- The task: Go through the data and copy each line that holds "computer".

(Collected data entries)
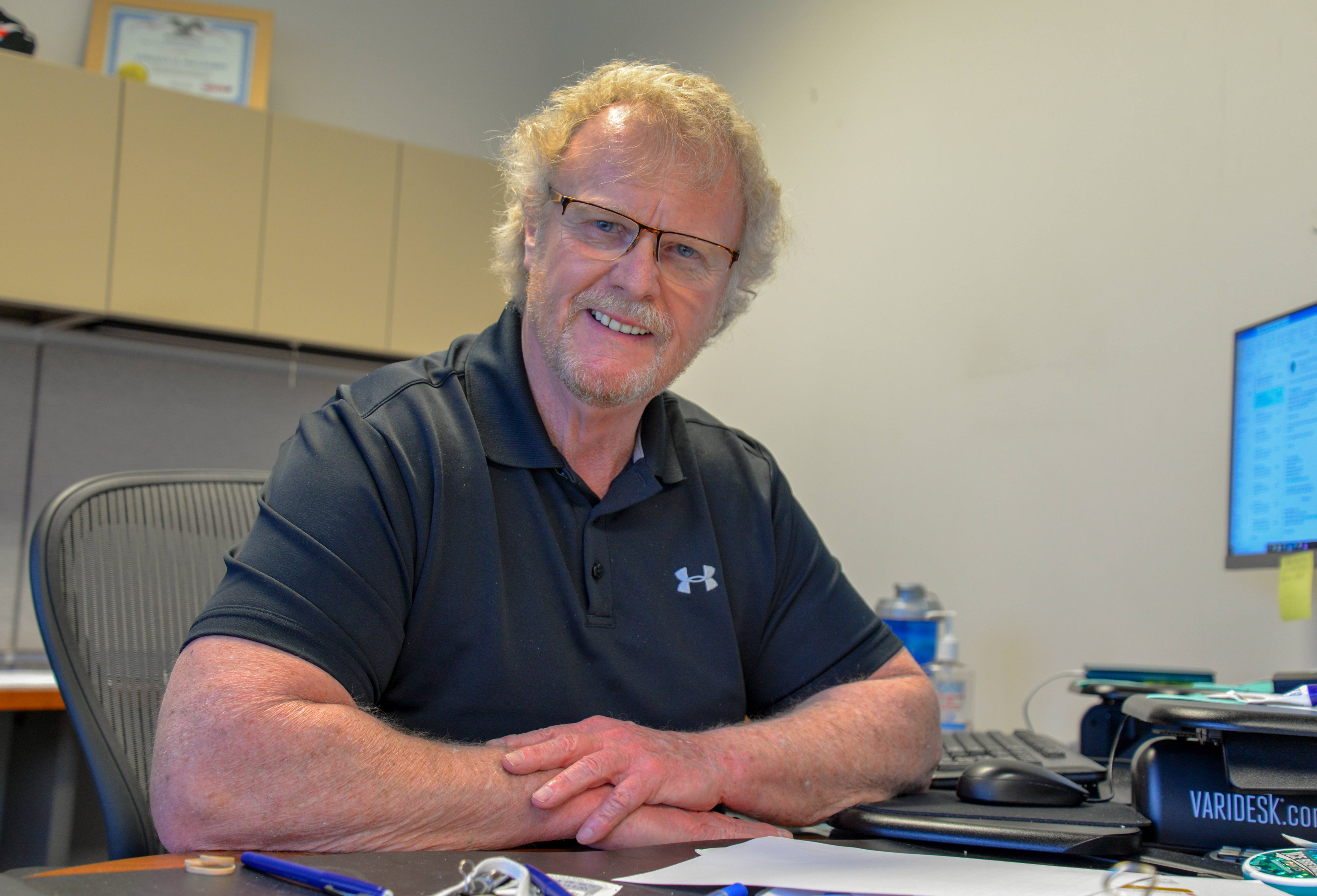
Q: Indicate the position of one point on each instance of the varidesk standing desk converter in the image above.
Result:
(407, 874)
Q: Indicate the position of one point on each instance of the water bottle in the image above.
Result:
(907, 614)
(953, 681)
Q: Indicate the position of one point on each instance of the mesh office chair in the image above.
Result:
(120, 568)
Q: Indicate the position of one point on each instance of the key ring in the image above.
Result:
(1145, 885)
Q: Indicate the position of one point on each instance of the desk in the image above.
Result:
(407, 874)
(39, 770)
(23, 690)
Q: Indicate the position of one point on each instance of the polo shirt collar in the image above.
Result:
(509, 420)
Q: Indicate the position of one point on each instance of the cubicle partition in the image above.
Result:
(77, 405)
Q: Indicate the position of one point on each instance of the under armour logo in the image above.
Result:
(685, 579)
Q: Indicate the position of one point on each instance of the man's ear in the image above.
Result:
(531, 227)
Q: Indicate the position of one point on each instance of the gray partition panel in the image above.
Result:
(18, 369)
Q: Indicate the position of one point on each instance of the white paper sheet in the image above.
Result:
(825, 868)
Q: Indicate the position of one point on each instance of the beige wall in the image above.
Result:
(999, 358)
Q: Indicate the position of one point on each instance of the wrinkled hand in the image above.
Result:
(662, 824)
(643, 765)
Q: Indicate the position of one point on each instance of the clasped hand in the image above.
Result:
(645, 766)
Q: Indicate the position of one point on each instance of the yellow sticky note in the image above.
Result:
(1296, 586)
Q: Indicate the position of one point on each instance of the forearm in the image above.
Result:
(295, 765)
(325, 778)
(858, 743)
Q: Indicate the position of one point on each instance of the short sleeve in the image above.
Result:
(818, 631)
(326, 571)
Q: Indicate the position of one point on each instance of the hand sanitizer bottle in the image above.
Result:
(951, 679)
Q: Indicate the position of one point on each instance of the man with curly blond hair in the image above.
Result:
(517, 591)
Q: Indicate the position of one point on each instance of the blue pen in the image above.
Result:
(551, 887)
(314, 878)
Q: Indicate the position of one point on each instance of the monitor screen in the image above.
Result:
(1274, 441)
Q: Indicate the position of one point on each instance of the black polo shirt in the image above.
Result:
(423, 543)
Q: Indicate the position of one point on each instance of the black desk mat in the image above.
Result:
(947, 804)
(407, 874)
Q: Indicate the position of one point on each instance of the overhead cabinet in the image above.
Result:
(330, 233)
(443, 287)
(59, 129)
(188, 224)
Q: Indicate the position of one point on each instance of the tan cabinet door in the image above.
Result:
(443, 286)
(59, 128)
(329, 235)
(188, 225)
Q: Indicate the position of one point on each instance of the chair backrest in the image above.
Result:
(122, 566)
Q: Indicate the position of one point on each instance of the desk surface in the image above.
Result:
(407, 874)
(27, 689)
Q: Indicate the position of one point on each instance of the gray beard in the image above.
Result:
(586, 385)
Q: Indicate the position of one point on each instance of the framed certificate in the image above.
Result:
(218, 52)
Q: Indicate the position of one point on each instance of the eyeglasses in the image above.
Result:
(1145, 885)
(606, 236)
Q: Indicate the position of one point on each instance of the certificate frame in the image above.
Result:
(256, 27)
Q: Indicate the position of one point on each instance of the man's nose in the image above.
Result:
(638, 270)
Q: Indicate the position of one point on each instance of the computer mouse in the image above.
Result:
(1009, 782)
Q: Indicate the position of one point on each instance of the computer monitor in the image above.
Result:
(1274, 441)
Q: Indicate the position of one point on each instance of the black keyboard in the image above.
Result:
(963, 749)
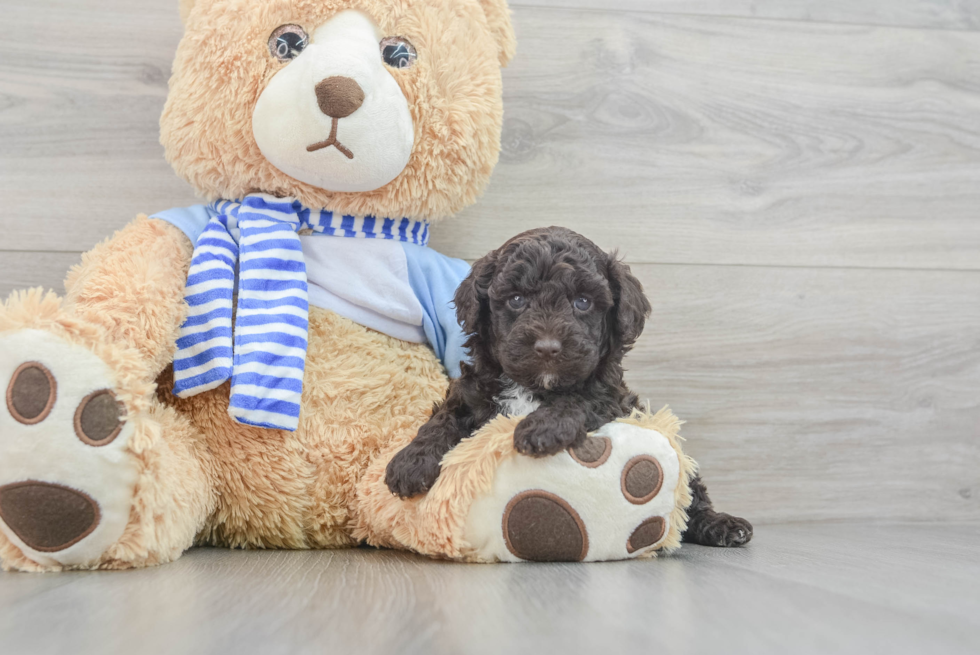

- Reply to the exercise:
Q: Indicate the position of one point on each instance of the computer mouse in the image above.
Q: Indicate the position of one point on each instance of the computer monitor in the image above.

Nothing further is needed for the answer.